● **What the task asks**
Please repeat the lines exactly, starting with the line that contains "[outline] bush with small leaves" and going on through the line that contains "51 177 L 50".

↓↓↓

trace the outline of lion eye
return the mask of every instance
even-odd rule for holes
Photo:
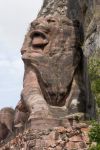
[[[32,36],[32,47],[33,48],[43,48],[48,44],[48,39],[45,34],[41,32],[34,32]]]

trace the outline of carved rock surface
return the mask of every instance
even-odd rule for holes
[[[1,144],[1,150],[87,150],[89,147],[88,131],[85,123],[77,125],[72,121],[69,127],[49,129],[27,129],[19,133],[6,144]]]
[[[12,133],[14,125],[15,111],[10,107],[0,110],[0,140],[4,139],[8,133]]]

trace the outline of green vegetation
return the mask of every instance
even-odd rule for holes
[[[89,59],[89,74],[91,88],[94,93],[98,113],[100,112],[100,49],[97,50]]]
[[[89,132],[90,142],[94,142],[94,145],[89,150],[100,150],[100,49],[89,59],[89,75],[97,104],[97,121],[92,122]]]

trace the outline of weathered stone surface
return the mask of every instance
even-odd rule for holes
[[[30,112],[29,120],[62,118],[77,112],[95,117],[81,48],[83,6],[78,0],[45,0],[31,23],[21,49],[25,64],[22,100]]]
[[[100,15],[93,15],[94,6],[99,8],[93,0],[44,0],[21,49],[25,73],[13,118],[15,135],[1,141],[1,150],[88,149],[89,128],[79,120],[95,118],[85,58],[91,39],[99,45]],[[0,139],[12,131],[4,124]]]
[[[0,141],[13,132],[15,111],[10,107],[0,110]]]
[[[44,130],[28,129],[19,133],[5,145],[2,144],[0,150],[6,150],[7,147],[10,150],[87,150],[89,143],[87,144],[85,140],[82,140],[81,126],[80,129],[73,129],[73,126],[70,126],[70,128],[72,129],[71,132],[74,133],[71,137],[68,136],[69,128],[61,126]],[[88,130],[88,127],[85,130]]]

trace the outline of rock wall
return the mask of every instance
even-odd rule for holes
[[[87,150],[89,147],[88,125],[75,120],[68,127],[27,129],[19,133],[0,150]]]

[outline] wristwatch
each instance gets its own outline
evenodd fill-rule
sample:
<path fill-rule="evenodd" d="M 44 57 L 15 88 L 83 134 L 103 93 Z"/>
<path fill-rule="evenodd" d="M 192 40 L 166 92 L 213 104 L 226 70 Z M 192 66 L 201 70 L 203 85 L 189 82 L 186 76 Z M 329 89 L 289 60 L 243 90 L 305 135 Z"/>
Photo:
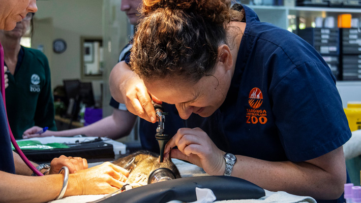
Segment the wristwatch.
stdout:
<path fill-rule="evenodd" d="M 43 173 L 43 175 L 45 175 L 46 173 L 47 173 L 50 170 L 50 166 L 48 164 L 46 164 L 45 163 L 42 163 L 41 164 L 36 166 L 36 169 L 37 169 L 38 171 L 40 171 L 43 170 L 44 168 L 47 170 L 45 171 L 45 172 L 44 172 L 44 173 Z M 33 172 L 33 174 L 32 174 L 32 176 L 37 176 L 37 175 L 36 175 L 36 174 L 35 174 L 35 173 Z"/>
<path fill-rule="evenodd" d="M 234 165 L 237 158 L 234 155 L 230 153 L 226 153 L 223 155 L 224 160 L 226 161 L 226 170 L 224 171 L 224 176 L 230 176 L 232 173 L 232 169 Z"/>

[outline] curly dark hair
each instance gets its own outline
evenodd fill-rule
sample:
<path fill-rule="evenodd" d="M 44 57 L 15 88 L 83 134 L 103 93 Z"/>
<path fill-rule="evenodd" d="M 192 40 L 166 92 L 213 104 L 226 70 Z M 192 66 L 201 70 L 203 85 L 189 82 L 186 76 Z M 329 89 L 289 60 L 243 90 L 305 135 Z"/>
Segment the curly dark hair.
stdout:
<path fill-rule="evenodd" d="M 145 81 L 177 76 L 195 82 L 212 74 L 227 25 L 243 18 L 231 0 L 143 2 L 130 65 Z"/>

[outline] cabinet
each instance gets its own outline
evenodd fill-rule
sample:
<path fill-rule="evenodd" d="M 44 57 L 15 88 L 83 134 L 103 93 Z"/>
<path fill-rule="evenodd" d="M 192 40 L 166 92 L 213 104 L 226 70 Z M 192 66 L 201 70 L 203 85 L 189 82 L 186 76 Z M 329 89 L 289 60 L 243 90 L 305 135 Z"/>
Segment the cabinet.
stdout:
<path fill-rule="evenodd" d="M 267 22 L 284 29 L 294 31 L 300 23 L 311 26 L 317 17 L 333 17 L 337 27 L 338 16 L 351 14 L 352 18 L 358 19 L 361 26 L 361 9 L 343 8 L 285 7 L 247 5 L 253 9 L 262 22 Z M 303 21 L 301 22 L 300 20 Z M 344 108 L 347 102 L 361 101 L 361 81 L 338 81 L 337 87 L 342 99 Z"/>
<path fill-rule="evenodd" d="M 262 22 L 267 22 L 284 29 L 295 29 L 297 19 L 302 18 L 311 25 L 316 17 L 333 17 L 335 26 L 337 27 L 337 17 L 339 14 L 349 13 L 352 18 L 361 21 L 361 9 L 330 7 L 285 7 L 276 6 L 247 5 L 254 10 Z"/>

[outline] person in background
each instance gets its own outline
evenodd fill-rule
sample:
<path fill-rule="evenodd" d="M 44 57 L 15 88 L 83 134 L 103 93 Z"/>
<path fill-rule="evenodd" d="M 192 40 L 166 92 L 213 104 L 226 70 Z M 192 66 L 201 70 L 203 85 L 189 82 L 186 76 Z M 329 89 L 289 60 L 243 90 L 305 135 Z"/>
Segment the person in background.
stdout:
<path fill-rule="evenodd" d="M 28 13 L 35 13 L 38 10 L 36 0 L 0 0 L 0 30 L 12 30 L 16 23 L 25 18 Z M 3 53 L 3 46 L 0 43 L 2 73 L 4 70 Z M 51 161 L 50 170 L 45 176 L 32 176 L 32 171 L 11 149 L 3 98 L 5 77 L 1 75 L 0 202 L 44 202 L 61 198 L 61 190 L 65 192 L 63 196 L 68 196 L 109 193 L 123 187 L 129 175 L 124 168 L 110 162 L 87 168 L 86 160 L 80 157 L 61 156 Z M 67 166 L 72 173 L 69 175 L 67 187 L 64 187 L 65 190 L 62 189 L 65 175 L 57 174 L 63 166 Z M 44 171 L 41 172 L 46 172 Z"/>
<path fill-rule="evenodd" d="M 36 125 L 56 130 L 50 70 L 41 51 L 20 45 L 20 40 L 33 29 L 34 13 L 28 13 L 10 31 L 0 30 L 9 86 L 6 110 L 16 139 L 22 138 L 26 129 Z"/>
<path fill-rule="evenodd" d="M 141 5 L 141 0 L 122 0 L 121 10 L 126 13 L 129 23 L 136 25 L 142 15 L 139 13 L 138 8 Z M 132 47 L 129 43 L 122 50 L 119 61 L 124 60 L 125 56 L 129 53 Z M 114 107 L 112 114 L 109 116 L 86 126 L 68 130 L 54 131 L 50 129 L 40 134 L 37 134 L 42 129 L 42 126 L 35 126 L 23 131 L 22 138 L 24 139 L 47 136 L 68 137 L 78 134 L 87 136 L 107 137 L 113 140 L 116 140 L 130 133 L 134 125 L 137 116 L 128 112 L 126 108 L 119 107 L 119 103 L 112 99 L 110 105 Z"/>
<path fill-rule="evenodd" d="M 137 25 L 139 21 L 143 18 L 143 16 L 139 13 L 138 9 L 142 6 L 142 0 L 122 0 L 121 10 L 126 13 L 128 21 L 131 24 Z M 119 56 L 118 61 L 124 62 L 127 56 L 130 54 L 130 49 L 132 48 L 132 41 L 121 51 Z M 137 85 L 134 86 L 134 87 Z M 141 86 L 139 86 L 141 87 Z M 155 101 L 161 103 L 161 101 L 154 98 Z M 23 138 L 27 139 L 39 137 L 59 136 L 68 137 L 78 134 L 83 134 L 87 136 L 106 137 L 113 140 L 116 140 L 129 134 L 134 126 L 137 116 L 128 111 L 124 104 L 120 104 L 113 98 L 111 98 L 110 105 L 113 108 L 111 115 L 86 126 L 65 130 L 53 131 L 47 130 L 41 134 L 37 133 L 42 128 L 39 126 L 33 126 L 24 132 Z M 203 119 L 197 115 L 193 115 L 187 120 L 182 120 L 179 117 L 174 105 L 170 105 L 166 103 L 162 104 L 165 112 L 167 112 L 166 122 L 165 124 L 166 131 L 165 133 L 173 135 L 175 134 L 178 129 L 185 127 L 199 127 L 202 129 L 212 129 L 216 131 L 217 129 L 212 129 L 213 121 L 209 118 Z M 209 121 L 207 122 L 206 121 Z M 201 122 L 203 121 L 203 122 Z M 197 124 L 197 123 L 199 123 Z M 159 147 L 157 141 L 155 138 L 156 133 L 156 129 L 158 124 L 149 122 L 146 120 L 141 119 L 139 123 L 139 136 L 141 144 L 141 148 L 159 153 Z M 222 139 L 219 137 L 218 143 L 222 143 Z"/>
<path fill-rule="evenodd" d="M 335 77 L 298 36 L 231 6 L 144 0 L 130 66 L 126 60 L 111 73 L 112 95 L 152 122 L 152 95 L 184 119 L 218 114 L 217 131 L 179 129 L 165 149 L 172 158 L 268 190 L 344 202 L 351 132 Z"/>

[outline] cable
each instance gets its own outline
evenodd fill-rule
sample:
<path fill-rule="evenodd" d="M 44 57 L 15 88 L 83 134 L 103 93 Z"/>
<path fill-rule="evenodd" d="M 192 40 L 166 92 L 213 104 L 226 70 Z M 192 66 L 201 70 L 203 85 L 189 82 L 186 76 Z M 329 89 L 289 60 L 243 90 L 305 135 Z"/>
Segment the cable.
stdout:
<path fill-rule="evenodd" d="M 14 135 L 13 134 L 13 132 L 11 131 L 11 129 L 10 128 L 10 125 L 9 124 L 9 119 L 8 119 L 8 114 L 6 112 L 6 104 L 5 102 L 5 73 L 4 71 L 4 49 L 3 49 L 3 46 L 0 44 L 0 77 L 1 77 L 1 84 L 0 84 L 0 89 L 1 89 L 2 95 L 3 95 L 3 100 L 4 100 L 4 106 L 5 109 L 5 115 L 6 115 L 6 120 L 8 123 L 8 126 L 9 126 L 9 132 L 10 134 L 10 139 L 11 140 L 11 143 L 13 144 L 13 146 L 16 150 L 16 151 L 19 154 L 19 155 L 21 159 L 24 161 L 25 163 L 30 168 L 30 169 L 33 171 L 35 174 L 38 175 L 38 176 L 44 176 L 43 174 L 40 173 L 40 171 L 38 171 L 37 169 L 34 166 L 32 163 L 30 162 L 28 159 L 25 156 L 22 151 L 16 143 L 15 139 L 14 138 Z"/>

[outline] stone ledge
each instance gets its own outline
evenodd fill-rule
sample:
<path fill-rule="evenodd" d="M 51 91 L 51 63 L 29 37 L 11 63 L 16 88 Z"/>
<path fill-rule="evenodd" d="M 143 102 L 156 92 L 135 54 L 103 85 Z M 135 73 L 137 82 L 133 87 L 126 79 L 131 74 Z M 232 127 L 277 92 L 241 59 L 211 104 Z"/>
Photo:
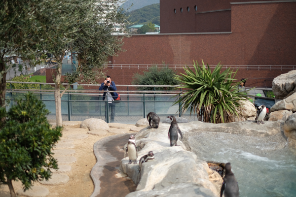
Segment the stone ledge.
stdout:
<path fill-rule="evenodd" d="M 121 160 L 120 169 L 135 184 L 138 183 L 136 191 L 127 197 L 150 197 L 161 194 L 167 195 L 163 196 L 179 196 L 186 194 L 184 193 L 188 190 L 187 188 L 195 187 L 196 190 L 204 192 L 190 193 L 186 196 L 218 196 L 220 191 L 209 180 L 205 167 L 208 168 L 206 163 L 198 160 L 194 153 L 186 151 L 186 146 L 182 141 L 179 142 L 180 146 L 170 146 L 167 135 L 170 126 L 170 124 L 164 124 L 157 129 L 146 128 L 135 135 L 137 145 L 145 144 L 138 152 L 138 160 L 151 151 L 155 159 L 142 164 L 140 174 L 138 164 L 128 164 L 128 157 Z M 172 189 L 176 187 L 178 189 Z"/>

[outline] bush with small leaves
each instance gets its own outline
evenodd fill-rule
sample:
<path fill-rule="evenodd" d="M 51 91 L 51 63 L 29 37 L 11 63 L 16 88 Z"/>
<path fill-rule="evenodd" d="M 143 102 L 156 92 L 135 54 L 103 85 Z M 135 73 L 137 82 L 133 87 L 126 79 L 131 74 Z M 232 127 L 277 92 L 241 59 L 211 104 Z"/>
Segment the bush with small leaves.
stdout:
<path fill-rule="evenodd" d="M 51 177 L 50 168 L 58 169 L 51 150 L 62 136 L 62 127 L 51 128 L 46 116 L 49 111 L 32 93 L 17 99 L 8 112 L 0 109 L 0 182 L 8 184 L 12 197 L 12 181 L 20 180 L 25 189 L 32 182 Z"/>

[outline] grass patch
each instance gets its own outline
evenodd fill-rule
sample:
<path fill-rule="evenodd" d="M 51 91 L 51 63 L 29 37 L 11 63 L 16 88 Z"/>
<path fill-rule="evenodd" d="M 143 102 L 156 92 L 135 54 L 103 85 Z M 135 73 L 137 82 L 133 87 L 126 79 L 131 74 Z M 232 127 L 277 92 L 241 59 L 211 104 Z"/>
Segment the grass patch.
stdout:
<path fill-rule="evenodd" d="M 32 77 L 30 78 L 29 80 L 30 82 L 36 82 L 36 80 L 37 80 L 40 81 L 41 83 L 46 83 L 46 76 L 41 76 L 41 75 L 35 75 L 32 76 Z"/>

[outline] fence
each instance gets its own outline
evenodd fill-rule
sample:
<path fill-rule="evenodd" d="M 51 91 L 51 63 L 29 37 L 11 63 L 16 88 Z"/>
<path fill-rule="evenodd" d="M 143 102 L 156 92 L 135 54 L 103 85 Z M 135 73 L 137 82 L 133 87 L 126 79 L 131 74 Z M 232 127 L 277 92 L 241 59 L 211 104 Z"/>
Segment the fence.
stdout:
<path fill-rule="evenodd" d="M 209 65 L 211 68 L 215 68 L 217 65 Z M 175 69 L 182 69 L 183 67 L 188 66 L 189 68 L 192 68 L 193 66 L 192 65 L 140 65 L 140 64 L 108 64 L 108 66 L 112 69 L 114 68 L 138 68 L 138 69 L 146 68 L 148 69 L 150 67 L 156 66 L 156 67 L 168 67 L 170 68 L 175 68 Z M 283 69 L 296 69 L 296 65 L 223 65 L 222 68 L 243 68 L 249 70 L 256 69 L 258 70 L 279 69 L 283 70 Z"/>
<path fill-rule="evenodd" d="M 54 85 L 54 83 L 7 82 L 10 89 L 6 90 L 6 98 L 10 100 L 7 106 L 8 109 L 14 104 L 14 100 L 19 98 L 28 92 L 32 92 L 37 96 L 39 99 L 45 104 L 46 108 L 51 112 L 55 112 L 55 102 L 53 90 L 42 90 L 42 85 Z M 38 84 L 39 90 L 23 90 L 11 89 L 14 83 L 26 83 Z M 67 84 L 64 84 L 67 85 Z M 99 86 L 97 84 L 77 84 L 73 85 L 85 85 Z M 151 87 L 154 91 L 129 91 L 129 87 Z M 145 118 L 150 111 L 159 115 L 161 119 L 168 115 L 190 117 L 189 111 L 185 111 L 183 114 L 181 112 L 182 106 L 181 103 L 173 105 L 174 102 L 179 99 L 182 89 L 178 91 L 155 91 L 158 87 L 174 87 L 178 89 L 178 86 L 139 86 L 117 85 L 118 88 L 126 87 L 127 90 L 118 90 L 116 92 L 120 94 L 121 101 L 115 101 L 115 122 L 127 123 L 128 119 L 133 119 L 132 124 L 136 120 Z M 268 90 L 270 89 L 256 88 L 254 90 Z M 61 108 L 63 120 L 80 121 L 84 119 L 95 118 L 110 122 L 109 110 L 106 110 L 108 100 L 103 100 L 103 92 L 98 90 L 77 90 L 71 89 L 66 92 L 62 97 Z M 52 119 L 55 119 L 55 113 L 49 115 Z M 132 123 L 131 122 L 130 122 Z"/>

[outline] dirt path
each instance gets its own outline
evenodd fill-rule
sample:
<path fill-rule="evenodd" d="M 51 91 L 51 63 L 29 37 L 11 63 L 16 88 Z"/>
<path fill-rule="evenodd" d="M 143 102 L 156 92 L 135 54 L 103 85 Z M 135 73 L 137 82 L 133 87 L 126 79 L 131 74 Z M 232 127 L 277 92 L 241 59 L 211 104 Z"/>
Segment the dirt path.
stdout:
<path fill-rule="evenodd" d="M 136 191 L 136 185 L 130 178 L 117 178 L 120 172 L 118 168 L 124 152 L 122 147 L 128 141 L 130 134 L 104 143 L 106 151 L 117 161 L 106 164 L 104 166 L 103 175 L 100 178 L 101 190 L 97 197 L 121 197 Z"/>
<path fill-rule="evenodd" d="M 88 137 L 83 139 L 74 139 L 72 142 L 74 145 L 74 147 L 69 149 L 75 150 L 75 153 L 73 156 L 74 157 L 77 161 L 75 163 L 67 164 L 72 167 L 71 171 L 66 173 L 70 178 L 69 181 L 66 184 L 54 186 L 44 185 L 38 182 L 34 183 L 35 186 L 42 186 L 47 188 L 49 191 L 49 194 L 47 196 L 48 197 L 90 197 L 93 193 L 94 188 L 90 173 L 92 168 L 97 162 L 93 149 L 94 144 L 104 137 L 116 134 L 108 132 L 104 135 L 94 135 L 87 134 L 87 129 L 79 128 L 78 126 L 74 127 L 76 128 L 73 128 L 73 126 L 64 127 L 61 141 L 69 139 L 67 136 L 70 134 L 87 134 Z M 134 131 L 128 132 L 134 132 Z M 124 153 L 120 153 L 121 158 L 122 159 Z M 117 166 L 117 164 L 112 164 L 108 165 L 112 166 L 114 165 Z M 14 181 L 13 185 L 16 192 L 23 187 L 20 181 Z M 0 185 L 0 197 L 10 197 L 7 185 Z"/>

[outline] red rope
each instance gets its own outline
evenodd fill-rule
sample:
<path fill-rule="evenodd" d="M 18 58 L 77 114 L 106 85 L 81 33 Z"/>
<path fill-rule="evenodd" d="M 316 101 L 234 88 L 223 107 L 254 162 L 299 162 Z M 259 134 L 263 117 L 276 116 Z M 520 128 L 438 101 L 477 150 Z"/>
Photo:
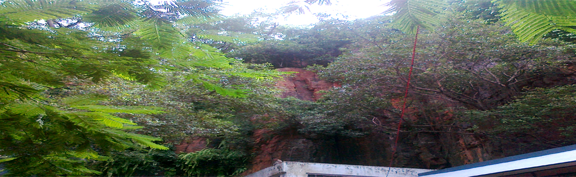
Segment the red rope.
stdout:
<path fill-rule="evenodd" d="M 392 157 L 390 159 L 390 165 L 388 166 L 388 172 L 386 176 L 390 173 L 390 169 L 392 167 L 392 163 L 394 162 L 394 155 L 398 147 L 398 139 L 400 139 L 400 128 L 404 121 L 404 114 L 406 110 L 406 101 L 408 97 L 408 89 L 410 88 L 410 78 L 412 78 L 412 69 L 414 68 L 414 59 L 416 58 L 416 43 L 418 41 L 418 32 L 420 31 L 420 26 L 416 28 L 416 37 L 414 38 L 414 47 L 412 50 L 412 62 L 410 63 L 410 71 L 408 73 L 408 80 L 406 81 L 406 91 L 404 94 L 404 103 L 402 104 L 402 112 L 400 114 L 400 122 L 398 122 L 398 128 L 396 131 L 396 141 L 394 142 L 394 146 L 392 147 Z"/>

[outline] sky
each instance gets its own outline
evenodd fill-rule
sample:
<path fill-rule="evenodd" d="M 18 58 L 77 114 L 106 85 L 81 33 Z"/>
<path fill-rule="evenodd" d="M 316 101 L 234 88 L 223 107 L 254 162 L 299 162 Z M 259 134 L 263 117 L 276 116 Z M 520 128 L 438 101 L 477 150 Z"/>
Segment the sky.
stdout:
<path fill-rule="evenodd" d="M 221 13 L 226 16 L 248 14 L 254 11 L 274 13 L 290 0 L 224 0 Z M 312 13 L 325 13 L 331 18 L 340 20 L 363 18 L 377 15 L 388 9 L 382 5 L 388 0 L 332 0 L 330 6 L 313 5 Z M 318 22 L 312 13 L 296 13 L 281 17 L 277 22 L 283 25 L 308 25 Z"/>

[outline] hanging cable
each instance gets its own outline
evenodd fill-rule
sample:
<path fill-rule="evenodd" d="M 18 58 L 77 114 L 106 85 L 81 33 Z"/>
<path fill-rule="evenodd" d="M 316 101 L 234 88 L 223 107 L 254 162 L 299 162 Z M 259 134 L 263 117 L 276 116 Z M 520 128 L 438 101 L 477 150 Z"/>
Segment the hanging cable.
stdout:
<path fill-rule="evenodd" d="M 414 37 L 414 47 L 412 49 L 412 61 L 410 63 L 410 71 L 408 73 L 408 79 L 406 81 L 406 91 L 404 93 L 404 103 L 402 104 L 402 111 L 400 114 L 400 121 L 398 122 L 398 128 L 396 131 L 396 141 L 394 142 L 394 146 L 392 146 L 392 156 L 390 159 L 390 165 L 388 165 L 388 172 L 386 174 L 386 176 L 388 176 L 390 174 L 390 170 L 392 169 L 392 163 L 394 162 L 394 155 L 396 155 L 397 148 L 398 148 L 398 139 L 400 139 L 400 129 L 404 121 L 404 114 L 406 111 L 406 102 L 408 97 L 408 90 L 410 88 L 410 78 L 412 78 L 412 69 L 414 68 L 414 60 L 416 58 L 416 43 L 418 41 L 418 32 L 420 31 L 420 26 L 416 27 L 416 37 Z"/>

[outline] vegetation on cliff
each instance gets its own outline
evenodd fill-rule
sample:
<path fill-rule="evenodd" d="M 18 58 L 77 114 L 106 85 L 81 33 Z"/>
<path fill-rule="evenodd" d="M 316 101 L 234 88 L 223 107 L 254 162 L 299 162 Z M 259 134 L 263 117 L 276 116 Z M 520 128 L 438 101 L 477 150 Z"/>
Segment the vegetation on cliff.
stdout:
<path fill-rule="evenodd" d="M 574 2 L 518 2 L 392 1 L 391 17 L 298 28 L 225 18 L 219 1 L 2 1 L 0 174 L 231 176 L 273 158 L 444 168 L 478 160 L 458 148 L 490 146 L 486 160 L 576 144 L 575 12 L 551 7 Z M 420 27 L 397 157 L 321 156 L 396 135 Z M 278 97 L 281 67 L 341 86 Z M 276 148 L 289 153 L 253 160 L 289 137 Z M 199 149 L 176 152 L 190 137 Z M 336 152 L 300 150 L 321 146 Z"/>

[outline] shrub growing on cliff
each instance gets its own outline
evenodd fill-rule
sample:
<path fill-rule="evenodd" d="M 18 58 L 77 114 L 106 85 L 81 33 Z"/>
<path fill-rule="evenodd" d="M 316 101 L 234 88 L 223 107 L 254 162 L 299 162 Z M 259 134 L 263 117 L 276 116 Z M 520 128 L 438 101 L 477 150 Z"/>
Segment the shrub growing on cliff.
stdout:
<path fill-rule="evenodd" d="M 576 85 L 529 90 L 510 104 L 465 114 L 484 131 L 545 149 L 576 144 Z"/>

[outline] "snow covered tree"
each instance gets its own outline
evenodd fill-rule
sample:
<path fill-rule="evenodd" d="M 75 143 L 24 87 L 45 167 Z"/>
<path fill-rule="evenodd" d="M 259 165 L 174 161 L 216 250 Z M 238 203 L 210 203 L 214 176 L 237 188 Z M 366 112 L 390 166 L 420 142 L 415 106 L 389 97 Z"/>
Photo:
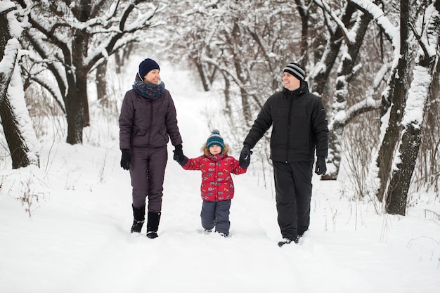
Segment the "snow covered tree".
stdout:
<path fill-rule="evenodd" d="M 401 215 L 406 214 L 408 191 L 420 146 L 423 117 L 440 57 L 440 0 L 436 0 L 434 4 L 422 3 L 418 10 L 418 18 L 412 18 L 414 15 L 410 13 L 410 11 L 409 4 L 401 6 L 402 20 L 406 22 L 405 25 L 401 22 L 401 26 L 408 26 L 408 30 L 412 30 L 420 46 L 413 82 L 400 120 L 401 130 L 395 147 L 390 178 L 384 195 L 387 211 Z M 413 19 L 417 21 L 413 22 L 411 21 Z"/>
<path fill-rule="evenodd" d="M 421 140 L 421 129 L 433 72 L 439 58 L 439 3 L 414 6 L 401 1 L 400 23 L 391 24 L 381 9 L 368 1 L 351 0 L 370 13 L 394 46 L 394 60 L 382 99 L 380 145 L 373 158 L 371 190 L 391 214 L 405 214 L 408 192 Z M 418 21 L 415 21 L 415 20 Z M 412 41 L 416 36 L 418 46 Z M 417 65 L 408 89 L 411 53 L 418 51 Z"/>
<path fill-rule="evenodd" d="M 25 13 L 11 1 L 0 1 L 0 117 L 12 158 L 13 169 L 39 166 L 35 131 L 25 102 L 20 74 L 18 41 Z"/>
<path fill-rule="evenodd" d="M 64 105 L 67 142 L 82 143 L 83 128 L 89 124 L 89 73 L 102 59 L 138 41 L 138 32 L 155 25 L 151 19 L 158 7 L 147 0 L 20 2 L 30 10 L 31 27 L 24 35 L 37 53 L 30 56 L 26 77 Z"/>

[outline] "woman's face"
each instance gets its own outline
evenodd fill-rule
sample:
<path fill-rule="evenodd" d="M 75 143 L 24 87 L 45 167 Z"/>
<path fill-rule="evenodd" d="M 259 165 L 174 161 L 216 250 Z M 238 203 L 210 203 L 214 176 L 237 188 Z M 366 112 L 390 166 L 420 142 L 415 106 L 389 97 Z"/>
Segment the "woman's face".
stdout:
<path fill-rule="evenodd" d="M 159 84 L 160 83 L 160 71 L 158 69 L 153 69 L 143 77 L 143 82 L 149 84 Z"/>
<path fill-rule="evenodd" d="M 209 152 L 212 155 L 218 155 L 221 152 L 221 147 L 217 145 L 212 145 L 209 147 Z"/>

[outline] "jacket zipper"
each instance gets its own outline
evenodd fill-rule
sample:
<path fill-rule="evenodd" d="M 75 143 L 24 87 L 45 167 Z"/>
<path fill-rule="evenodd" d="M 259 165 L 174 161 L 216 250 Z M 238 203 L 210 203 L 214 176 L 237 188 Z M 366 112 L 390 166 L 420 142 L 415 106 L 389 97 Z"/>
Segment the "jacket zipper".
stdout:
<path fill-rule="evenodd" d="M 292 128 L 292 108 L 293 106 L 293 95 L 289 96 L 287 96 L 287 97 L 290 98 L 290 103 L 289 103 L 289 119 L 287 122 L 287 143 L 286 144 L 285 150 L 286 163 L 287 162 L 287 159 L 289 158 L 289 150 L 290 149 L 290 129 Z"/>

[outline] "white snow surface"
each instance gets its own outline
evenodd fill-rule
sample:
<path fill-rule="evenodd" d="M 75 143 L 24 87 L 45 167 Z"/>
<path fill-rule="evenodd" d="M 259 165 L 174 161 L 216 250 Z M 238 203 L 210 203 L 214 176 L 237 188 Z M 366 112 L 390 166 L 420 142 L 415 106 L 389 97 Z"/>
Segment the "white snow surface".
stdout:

↑↑↑

● **Complete response**
[outline] bush with small leaves
each instance gets its own outline
evenodd fill-rule
sample:
<path fill-rule="evenodd" d="M 51 91 L 51 63 L 29 37 L 11 63 L 16 88 Z"/>
<path fill-rule="evenodd" d="M 143 102 L 156 92 L 135 54 L 103 85 Z M 135 73 L 137 82 L 133 87 L 126 79 L 131 74 Z M 232 127 L 277 92 L 241 59 L 211 104 Z"/>
Segment the bush with small leaves.
stdout:
<path fill-rule="evenodd" d="M 51 177 L 50 168 L 58 169 L 51 150 L 62 136 L 62 127 L 51 128 L 46 116 L 49 111 L 32 93 L 17 99 L 8 112 L 0 109 L 0 182 L 8 184 L 12 197 L 12 181 L 20 180 L 25 189 L 32 182 Z"/>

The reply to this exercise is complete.